THE PROBLEM:
Return the data below unaltered, but strip out the pictures.

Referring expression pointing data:
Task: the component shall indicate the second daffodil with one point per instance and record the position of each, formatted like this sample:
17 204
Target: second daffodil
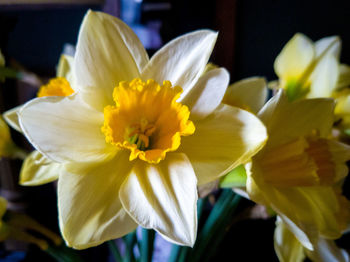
139 135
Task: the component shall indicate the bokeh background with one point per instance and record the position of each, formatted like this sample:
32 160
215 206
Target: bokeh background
33 34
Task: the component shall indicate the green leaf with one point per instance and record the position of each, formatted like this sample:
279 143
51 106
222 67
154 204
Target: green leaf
236 178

WRITTEN RESPONSE:
Task: the component shall indicate the second daffodil with one point per instance and record the position of each, formatted like this sample:
17 204
Target: second daffodil
139 135
Task: the component shall indicate the bokeh background with one point per instance and record the position of each, formatted like this sample:
32 160
215 206
Target: bokeh background
33 34
Task: the component shall indicate the green leaf with one point per instance and record the position of each, formatted like this sample:
279 143
51 106
222 67
154 204
Target: green leaf
236 178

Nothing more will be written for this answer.